Reproduce all of the lines below word for word, without changing or omitting anything.

--- BEGIN Material for the task ---

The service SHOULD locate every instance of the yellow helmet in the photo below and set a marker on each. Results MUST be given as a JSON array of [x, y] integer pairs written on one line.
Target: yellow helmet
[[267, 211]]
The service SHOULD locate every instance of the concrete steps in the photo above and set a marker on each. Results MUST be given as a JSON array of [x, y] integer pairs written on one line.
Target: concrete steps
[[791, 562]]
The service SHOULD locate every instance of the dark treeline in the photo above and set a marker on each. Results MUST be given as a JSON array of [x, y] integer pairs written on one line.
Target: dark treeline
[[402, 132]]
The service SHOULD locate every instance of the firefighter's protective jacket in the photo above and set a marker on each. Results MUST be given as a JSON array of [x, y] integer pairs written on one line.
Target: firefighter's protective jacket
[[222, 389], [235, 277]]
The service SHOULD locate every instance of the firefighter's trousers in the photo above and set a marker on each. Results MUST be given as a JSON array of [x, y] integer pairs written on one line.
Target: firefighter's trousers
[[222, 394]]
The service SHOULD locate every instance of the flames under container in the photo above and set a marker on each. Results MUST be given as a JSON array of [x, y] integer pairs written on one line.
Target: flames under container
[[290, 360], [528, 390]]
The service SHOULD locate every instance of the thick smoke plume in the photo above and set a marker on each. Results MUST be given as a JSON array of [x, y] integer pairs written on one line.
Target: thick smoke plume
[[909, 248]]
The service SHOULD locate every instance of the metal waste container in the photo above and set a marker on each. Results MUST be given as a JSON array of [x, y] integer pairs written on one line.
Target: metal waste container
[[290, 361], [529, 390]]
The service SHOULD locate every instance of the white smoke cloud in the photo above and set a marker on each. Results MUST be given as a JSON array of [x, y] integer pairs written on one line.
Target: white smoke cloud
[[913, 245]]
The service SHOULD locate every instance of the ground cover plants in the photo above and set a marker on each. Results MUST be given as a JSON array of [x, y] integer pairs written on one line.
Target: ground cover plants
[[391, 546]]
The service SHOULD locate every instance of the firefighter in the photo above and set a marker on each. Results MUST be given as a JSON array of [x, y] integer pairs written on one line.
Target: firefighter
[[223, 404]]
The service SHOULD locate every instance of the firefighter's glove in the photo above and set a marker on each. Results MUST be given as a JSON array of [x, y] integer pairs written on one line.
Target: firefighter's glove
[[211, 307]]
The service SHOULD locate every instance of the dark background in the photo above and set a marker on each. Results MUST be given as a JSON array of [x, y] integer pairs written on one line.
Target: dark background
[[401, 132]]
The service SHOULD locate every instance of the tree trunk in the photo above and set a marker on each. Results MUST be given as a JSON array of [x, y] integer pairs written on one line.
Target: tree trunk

--- END Material for the task ---

Worked solution:
The service SHOULD locate every instance of the yellow helmet in the photo below and set a marker on each. Results MUST be given as a JSON array of [x, y] integer pairs written on one line.
Target: yellow helmet
[[267, 211]]
The service SHOULD locate every instance of the concrete steps in the photo above and set a marker on each. Results MUST be given as a JSON array of [x, y] integer pairs written on one line.
Target: concrete steps
[[791, 562]]
The service SHOULD locate every instance of the dark treeline in the photo above and set a marker on each. Results MUST be given as a JSON array of [x, y] integer pairs written on one line.
Target: dark treeline
[[402, 132]]
The service SHOULD locate every instance of the firefighter's protective jacket in the photo above and set a marker on each. Results MUST be given as a JSON array of [x, y] integer pairs written on one line.
Target: firefighter's protective jacket
[[222, 389], [235, 277]]
The service SHOULD locate every instance of the firefighter's trousers in the photo above and set a marker on each. Results MUST be given as a JSON array of [x, y] integer pairs written on one line.
Target: firefighter's trousers
[[222, 394]]
The service SHOULD locate every instance of the flames under container in the photo above and set a marker on each. Results MUST be given as a JSON array of [x, y] integer pairs written on one line.
Target: flames under container
[[290, 360], [528, 390]]
The service SHOULD locate every instance of the thick smoke plume in the photo above and set a marker on each. Results MUST be given as a JSON array of [x, y] integer pairs written on one line.
Target: thick smoke plume
[[909, 248]]
The service SHOULD locate every instance of the metal waste container in the photo above and set a marker on each. Results MUST be given as a JSON array of [x, y] integer pairs written on one line.
Target: metal waste container
[[290, 361], [529, 390]]
The service SHOULD locate every instance of the white smoke cloud in the photo above and set a marker on each. Results MUST be given as a JSON array of [x, y] integer pairs written on one line.
Target: white smoke cloud
[[913, 245]]
The service SHOULD locate every instance of the ground cover plants in the photo above and set a marker on each. Results MUST be given as a JSON array of [x, y] integer pairs written on one line.
Target: ground cover plants
[[391, 546]]
The service SHOULD locate every instance of the firefighter in the photo above and set a marker on each. Results MUST be given as a JSON array of [x, y] integer pairs written on one line.
Target: firefighter
[[223, 404]]
The service SHOULD locate every instance of the firefighter's glove in the photo above and set a marker on each. Results MUST be given as a JSON array of [x, y] integer pairs written on one line.
Target: firefighter's glove
[[211, 307]]
The service SHOULD locate every instance of the dark background in the photo above and set a marker on each. Results MUST be given as a JSON array of [x, y] integer pairs written on one line.
Target: dark background
[[401, 132]]
The service SHOULD locate every instance of the tree trunk in the photo above and set a marker on each. Results MUST be given as a JSON array of [x, y] integer pairs written on one line.
Target: tree trunk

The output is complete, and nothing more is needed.